(Extracted records)
===
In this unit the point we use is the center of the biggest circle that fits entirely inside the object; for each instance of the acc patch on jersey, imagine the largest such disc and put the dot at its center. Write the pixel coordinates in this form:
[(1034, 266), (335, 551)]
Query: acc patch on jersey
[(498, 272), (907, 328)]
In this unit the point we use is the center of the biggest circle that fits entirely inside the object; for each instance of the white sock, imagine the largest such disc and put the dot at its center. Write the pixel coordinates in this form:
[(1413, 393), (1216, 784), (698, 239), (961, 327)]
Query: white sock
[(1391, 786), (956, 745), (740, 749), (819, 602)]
===
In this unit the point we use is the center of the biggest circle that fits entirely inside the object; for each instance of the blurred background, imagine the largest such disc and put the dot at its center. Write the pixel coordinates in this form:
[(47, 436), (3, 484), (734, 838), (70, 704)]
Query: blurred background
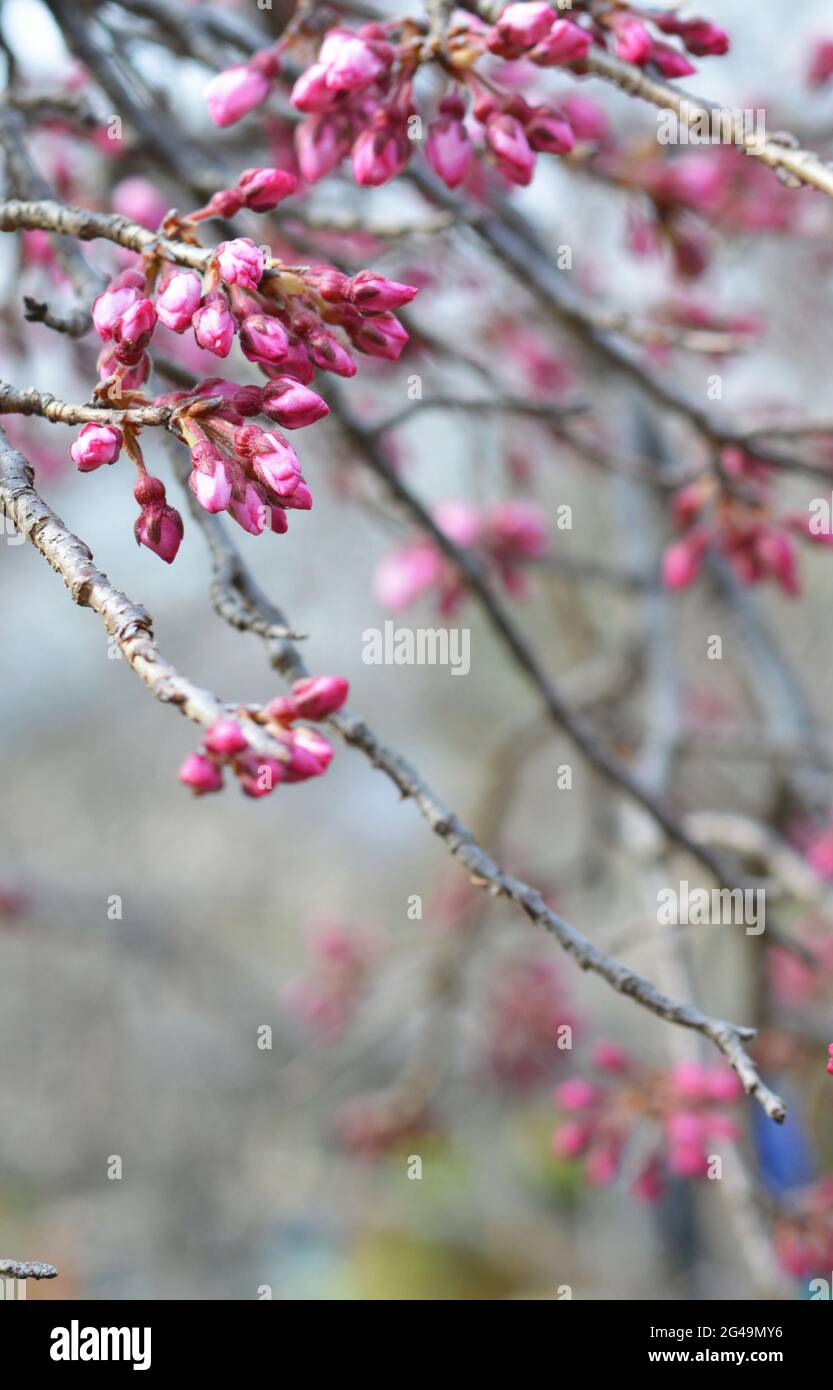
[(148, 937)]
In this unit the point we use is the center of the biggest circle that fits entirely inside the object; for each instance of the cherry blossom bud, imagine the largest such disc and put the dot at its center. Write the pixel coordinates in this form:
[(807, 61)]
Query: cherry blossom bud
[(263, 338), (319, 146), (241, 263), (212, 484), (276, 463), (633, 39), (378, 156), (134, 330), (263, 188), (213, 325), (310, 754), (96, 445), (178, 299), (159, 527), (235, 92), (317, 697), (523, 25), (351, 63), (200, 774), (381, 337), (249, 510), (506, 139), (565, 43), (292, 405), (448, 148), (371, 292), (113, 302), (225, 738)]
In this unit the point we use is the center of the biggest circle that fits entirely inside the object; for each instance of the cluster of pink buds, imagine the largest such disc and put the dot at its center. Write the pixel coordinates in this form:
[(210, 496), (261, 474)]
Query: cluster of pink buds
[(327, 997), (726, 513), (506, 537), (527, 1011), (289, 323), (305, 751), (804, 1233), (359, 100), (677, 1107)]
===
**TO DO**
Taking the entries above, print exactly the lines starting at the line with "[(1034, 266), (335, 551)]" and ending at the line with "of the white", both included.

**TASK RESPONSE**
[(1034, 266), (335, 551)]
Query: acc patch on jersey
[(498, 272), (907, 328)]
In this unit the point we use is the center of the biggest circle that fits entirely inside the object; for each instance of the white sock, imagine the largest such disc and put the dot at its center. Write the pixel coordinates in this form:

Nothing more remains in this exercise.